/---
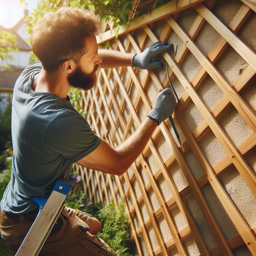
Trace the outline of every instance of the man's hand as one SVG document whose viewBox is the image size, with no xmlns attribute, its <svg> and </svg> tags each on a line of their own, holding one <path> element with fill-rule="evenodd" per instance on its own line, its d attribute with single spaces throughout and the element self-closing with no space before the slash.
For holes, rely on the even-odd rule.
<svg viewBox="0 0 256 256">
<path fill-rule="evenodd" d="M 135 54 L 132 58 L 133 67 L 137 67 L 142 69 L 148 69 L 164 67 L 162 62 L 152 62 L 152 59 L 155 56 L 165 51 L 169 51 L 173 46 L 173 44 L 159 42 L 151 45 L 139 54 Z"/>
<path fill-rule="evenodd" d="M 172 91 L 166 88 L 157 95 L 153 109 L 147 116 L 157 121 L 159 125 L 172 115 L 177 104 Z"/>
</svg>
\---
Given request: Reproduce the text of all the records above word for word, omitting the pictures.

Output for this task:
Trace the outline of every instance of the man's hand as one SVG document whose viewBox is the image size, with no xmlns attribute, its <svg> and </svg> tags each on a line of their own, holding one <path> element with fill-rule="evenodd" per instance on its own line, its d attribute with single spaces throughout and the element self-closing with no space before the slash.
For holes, rely on the even-odd rule.
<svg viewBox="0 0 256 256">
<path fill-rule="evenodd" d="M 135 54 L 132 58 L 133 67 L 137 67 L 142 69 L 148 69 L 164 67 L 162 62 L 152 62 L 152 59 L 155 56 L 165 51 L 169 51 L 173 46 L 173 44 L 159 42 L 151 45 L 139 54 Z"/>
<path fill-rule="evenodd" d="M 172 91 L 166 88 L 157 95 L 153 109 L 147 116 L 157 121 L 159 125 L 172 115 L 177 104 Z"/>
</svg>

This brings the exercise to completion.